-- Begin Provided records --

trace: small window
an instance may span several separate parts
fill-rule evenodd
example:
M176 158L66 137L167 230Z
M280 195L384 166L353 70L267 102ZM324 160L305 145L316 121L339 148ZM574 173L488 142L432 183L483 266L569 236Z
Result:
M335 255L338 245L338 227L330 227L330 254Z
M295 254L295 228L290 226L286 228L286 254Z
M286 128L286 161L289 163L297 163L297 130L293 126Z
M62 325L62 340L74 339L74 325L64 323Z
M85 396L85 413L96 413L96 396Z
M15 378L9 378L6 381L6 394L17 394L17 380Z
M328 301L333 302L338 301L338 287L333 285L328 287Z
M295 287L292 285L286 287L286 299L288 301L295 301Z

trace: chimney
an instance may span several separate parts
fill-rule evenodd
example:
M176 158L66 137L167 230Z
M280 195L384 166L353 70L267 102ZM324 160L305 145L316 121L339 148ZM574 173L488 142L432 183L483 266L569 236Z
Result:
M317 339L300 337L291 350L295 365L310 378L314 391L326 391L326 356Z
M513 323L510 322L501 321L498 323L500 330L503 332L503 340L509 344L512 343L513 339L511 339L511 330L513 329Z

-- End Provided records --

**Problem requirements:** Reproduce these lines word for word, keeping every character and line break unchanged.

**Final answer:**
trace: small window
an instance may span several separate parts
fill-rule evenodd
example:
M176 158L66 137L167 230Z
M280 195L384 166L353 70L267 102ZM324 160L305 145L316 121L339 148ZM574 173L488 142L432 183L483 266L569 236Z
Result:
M335 255L338 245L338 227L330 227L330 254Z
M295 254L295 228L290 226L286 228L286 254Z
M286 128L286 161L289 163L297 163L297 130L293 126Z
M62 325L62 340L74 339L74 325L64 323Z
M85 396L85 413L96 413L96 396Z
M15 378L9 378L6 381L6 394L17 394L17 380Z
M328 301L333 302L338 301L338 287L333 285L328 287Z
M295 287L292 285L286 287L286 299L288 301L295 301Z

trace: chimney
an instance may span several separate parts
fill-rule evenodd
example:
M176 158L66 137L167 230Z
M280 195L384 166L353 70L267 102ZM324 160L305 145L316 121L339 148ZM574 173L488 142L432 183L483 266L569 236Z
Result:
M317 339L300 337L291 350L295 365L310 378L314 391L326 391L326 356Z
M513 323L510 322L501 321L498 323L500 330L503 332L503 340L509 344L512 343L513 339L511 339L511 330L513 329Z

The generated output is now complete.